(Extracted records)

______

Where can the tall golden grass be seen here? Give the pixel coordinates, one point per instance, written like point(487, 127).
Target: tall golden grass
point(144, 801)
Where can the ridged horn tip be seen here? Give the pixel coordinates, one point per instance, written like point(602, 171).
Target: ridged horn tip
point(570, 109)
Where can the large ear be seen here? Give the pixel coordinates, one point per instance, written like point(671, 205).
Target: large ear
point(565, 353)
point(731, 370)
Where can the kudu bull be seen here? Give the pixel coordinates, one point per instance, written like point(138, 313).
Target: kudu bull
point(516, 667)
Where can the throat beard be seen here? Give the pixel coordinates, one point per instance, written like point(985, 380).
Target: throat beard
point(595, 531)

______

Reproduce the entire listing above, requests included, and shift each answer point by adding 139 to both its x and y coordinates. Keep the sample points inside the requests as they are.

Where can the tall golden grass be seen here? Give the pixel coordinates, one point per instance, written like point(487, 127).
Target: tall golden grass
point(283, 940)
Where can the ridged horn tip be seen here? Give the pixel coordinates, one point per instance, written like point(602, 171).
Target: ridged horn tip
point(709, 248)
Where can the large ear be seen here? Give the pixel coordinates, one point per instance, written like point(671, 205).
Target: large ear
point(704, 492)
point(870, 509)
Where can the kudu bull be seen here? Give the pixel coordinates, one point per instance, written like point(138, 313).
Target: kudu bull
point(655, 806)
Where can the throat beard be seen here? Give the pixel coordinates, one point per instance, written like point(985, 380).
Target: throat beard
point(734, 670)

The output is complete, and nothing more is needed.